SHORT TASK »
Write out every entry, unchanged. Skip any picture.
----
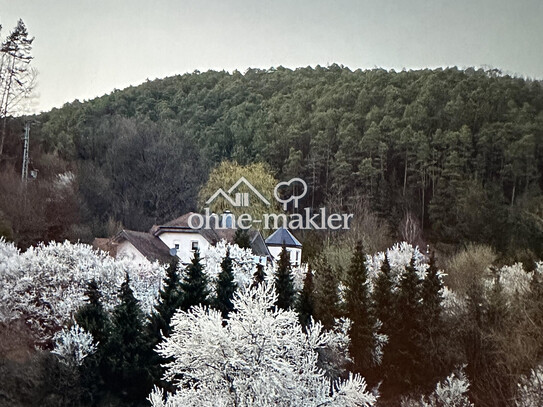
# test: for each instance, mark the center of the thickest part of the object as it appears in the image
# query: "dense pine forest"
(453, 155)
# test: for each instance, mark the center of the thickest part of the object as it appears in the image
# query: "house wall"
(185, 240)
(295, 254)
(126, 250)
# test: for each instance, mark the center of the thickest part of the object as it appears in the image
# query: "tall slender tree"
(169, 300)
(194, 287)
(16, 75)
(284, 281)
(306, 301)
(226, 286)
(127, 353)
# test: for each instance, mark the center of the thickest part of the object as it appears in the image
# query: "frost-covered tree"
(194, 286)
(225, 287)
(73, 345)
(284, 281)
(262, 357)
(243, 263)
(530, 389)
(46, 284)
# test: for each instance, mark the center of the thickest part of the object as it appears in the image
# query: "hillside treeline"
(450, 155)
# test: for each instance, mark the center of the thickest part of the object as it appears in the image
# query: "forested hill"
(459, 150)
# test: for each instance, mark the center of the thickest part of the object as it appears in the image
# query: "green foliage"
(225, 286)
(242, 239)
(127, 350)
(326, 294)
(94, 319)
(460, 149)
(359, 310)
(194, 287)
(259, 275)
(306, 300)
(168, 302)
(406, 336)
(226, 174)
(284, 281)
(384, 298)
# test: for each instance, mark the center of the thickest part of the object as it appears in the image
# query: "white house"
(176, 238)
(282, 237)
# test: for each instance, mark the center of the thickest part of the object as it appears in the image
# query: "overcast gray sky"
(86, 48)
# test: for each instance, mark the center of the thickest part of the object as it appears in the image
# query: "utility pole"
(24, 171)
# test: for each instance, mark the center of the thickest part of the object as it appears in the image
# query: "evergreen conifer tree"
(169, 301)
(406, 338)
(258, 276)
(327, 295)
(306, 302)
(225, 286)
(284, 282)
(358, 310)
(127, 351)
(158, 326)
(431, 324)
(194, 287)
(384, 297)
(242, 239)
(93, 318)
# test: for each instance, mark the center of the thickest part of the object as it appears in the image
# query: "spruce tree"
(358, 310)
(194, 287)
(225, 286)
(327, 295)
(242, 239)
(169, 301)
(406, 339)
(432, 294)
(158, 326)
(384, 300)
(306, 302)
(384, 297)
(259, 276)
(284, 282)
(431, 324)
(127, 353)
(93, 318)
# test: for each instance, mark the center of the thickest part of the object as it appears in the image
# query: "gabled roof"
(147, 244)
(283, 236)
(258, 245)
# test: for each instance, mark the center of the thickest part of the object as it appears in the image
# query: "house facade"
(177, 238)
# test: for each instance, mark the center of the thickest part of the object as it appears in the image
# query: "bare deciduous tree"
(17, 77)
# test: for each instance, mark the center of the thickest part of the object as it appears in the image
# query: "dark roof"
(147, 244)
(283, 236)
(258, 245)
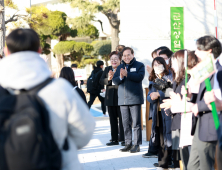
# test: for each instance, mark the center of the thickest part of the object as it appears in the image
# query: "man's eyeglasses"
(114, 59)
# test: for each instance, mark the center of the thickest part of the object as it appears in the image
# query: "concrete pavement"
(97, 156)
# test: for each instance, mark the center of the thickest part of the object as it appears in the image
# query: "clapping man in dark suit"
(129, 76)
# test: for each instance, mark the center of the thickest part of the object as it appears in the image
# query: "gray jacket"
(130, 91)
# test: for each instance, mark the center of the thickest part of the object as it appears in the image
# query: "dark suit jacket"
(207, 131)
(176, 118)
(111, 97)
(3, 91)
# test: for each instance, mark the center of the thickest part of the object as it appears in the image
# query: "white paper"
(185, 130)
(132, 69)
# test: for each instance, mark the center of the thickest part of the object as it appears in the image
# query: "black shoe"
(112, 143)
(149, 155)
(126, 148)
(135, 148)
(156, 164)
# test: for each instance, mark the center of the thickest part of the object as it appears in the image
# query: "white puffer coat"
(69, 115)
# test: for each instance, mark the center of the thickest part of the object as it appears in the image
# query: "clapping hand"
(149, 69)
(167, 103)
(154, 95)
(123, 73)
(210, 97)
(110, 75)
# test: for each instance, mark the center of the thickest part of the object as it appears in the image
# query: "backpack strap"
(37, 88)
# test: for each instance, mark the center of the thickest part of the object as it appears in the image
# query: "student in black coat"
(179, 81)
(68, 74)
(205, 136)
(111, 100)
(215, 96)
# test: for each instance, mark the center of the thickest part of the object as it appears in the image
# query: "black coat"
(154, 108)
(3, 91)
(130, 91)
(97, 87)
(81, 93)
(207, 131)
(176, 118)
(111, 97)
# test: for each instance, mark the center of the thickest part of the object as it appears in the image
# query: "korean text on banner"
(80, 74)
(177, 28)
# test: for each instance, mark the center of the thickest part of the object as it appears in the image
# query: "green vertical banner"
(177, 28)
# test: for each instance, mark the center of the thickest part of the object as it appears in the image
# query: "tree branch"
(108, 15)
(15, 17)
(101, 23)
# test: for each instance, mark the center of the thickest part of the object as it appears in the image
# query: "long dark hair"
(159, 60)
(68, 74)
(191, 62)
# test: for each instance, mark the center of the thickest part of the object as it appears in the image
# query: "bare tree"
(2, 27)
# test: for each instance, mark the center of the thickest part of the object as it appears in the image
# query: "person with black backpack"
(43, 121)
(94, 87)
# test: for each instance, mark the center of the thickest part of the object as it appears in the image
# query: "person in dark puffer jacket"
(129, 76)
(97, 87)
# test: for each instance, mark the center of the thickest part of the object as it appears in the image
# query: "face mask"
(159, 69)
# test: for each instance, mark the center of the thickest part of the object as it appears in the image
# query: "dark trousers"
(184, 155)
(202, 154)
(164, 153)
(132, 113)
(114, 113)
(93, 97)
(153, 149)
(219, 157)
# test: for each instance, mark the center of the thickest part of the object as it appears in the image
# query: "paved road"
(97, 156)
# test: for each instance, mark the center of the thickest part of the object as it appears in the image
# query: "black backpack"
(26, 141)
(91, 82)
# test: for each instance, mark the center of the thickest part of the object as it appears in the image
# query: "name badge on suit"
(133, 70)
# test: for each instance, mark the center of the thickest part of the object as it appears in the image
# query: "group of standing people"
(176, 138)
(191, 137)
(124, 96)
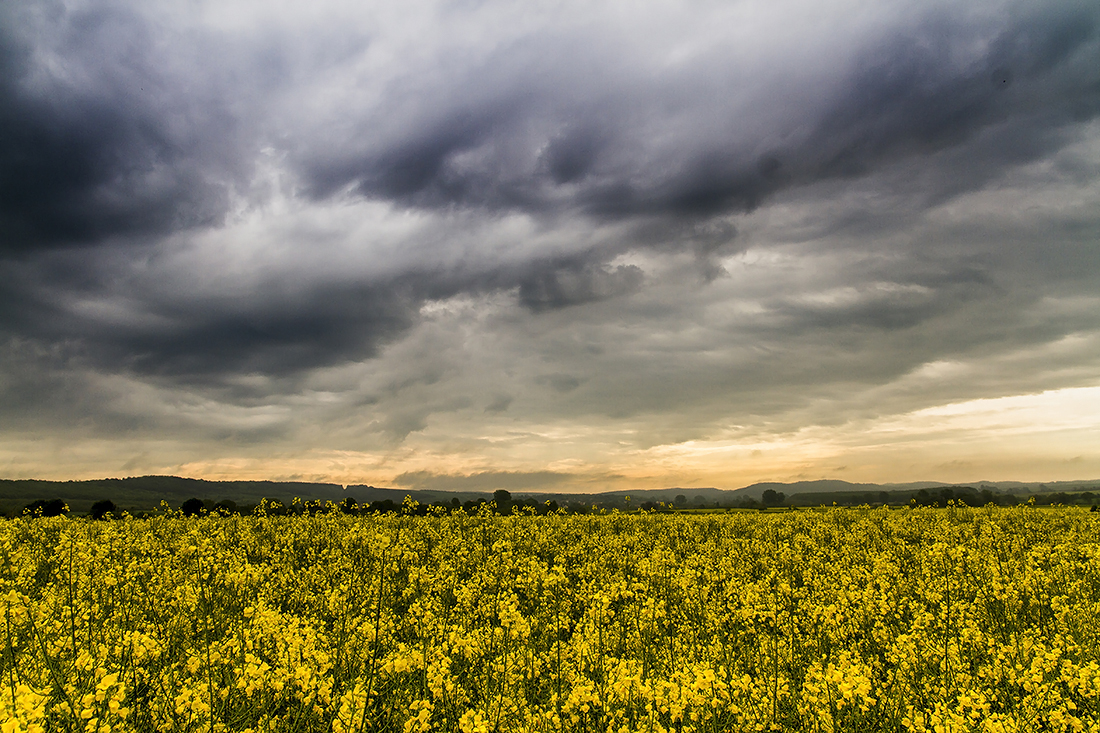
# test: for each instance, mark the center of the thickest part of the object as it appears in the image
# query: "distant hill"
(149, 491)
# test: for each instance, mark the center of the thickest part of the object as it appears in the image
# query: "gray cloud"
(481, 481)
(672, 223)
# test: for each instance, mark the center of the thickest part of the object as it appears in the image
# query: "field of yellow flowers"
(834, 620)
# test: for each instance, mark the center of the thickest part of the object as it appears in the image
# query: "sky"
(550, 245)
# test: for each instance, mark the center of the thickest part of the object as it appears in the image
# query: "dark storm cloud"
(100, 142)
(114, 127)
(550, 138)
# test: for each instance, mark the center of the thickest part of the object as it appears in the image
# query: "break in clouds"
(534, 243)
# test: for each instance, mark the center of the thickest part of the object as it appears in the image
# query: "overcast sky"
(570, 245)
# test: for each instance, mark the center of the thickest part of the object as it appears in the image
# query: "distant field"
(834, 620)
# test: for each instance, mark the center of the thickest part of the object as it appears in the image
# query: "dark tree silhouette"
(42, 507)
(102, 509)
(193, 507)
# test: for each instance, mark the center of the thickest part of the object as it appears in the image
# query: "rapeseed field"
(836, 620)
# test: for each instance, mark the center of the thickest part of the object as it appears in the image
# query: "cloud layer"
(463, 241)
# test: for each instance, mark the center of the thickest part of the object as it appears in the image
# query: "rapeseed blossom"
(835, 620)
----
FINAL RESULT »
# test: for each instance, mark the center of the thickest part of the object as it appears in the image
# query: "dense pine forest"
(453, 155)
# test: for each instance, mark the center of the thickest part of the object as it appears in the image
# query: "house wall"
(185, 240)
(295, 254)
(126, 250)
# test: for each instance, mark the center of the thickest part of the object as it appears in the image
# query: "tall slender tree"
(169, 300)
(194, 287)
(16, 75)
(284, 281)
(306, 301)
(226, 286)
(127, 353)
# test: for each instance, mark the center of the thickest part of the object as it appears in the image
# query: "frost-covered tree"
(194, 286)
(225, 287)
(73, 345)
(284, 281)
(262, 357)
(243, 263)
(530, 389)
(46, 284)
# test: for each instance, mark the center of the thickest part of the object as it appears in the image
# query: "hillside treeline"
(450, 155)
# test: for each instance, mark the center of the thickest part of the object as it appears in the image
# query: "forested hill"
(459, 150)
# test: for each instance, mark the center of the thickest part of the object as it appears in the image
# query: "green foliage"
(225, 286)
(242, 239)
(127, 350)
(326, 294)
(94, 319)
(460, 149)
(359, 310)
(194, 287)
(259, 275)
(306, 300)
(168, 302)
(406, 336)
(226, 174)
(284, 281)
(384, 298)
# test: for each instance, mark the center of the thickest part of the object as it appears in the image
# query: "white house"
(176, 238)
(282, 237)
# test: for each instance, mark the center of the thickest part of the object as it appears in the image
# query: "overcast gray sky"
(86, 48)
# test: for each instance, mark the center of the thickest part of the object as it appears in the image
# query: "utility pole"
(24, 171)
# test: for each instance, mark the center of the thickest part of the object as it appears in the image
# query: "evergreen conifer tree"
(169, 301)
(406, 338)
(258, 276)
(327, 295)
(306, 302)
(225, 286)
(284, 282)
(358, 310)
(127, 351)
(158, 326)
(431, 324)
(194, 287)
(384, 297)
(242, 239)
(93, 318)
# test: for each instance, mark the center of the thickest part of the object as it appears in the image
# query: "spruce tree"
(358, 310)
(194, 287)
(225, 286)
(327, 295)
(242, 239)
(169, 301)
(406, 339)
(432, 294)
(158, 326)
(384, 300)
(306, 302)
(384, 297)
(259, 276)
(284, 282)
(431, 324)
(127, 353)
(93, 318)
# test: for each instance, mark the center of the thickest part of the object as it appears in the image
# query: "gabled roof"
(147, 244)
(283, 236)
(258, 245)
# test: for each instance, mark the center of the thickest part of the object as it appears in the image
# query: "house facade"
(177, 238)
# test: for each instance, mark the center of the thickest part of the object as it appears in the image
# query: "bare deciduous tree"
(17, 77)
# test: for each instance, mark the center of the thickest part of the object as it appears in the image
# query: "dark roof"
(147, 244)
(283, 236)
(258, 245)
# test: for each instance, mark the center of the thickest part of the object as it appears in the image
# query: "man's eyeglasses"
(114, 59)
# test: for each instance, mark the center of the thickest part of the object as it appears in the image
# query: "concrete pavement"
(97, 156)
# test: for each instance, mark the center of the thickest part of the object as it appears in the image
# query: "clapping man in dark suit"
(129, 76)
# test: for each instance, mark the center of the thickest part of the object as it appears in the image
# query: "gray jacket"
(130, 91)
# test: for each instance, mark the center of the thickest part of the object as it appears in the image
# query: "dark suit jacket"
(207, 131)
(176, 118)
(111, 97)
(3, 91)
# test: for each instance, mark the center of the thickest part of the object as it appears in the image
# query: "white paper"
(185, 130)
(132, 69)
# test: for each instance, mark the center of the thickest part of the object as it appears in the image
# query: "black shoe"
(112, 143)
(149, 155)
(126, 148)
(135, 148)
(156, 164)
# test: for each instance, mark the center of the thickest part of the object as it appears in the image
# query: "white puffer coat"
(69, 115)
# test: for each instance, mark the center of the thickest part of the object as it appears in the image
# query: "clapping hand"
(149, 69)
(167, 103)
(154, 95)
(123, 73)
(210, 97)
(110, 75)
# test: for each instance, mark the center of the thickest part of the object as it appears in the image
# query: "backpack strap"
(37, 88)
# test: for each instance, mark the center of the thickest part of the object as it appears in the image
# query: "student in black coat"
(179, 81)
(68, 74)
(205, 136)
(111, 100)
(215, 96)
# test: for each instance, mark the center of the thickest part of the object as it appears in the image
# query: "black coat"
(154, 108)
(3, 91)
(130, 91)
(97, 87)
(81, 93)
(207, 131)
(176, 118)
(111, 97)
# test: for each instance, mark the center of the thickest part of the object as it appears in the image
# query: "korean text on banner"
(80, 74)
(177, 28)
# test: for each instance, mark the center of the thickest part of the object as it appears in the image
# query: "green vertical banner"
(177, 28)
# test: for each instance, mark the center of the thickest part of the object as it appears in the image
# query: "tree branch"
(108, 15)
(15, 17)
(101, 23)
# test: for each instance, mark the center of the thickest part of the object as it appears in the image
# query: "long dark hair"
(159, 60)
(68, 74)
(191, 62)
# test: for each instance, mark the center of the thickest part of the object as it appears in the image
# query: "bare tree"
(2, 27)
# test: for each instance, mark the center of the thickest part of the object as it appears in the image
# query: "person with black backpack"
(43, 121)
(94, 87)
# test: for each instance, mark the center of the thickest part of the object as it appears in the image
# query: "person in dark puffer jacket"
(129, 76)
(97, 87)
# test: for each instance, mark the center of the thickest part of the object as it appears in the image
# query: "face mask"
(159, 69)
# test: for each instance, mark the center of the thickest part of the object as it appears in the image
# query: "dark trousers"
(184, 155)
(202, 154)
(164, 153)
(132, 113)
(114, 113)
(93, 97)
(153, 149)
(219, 157)
# test: for each instance, mark the center of the thickest part of the object as it appears in the image
# query: "paved road"
(97, 156)
# test: for each instance, mark the center of the thickest part of the object as it appears in the image
# query: "black backpack"
(26, 141)
(91, 82)
# test: for each instance, mark the center of the thickest part of the object as it appears in the image
# query: "name badge on suit"
(133, 70)
# test: for each instance, mark the center of the thickest part of the object as it appears in the image
# query: "group of standing people"
(176, 138)
(191, 137)
(124, 96)
# test: for each instance, mark the center of the thickest part of the object as it appears in the image
# query: "distant hill"
(149, 491)
# test: for each instance, mark the center of the thickest part of the object as it appears in the image
# query: "gray cloud"
(481, 481)
(672, 223)
# test: for each instance, mark the center of the thickest part of the object as it appears in the image
# query: "field of yellow flowers"
(834, 620)
# test: for each instance, mark the center of the thickest part of the object as it appears in the image
# query: "sky"
(550, 245)
# test: for each instance, mark the center of the thickest part of the object as it appears in the image
# query: "dark storm cloud"
(100, 142)
(114, 127)
(550, 138)
# test: for each instance, mark the center of the thickest part of the object as it appears in the image
# query: "break in clouds"
(534, 243)
# test: for each instance, mark the center of the thickest part of the object as it appears in the image
# query: "overcast sky"
(570, 245)
# test: for each instance, mark the center of the thickest part of the object as it appears in the image
# query: "distant field"
(834, 620)
# test: for each instance, mark the center of the thickest part of the object as it appears in the image
# query: "dark tree silhouette"
(42, 507)
(102, 509)
(193, 507)
# test: for each instance, mark the center of the thickest part of the object as it appears in the image
# query: "rapeseed field"
(836, 620)
# test: for each instance, mark the center of the thickest part of the object as it appears in the image
# query: "cloud layer"
(463, 241)
# test: for each instance, mark the center of the thickest part of the object as it appears in the image
# query: "rapeseed blossom"
(835, 620)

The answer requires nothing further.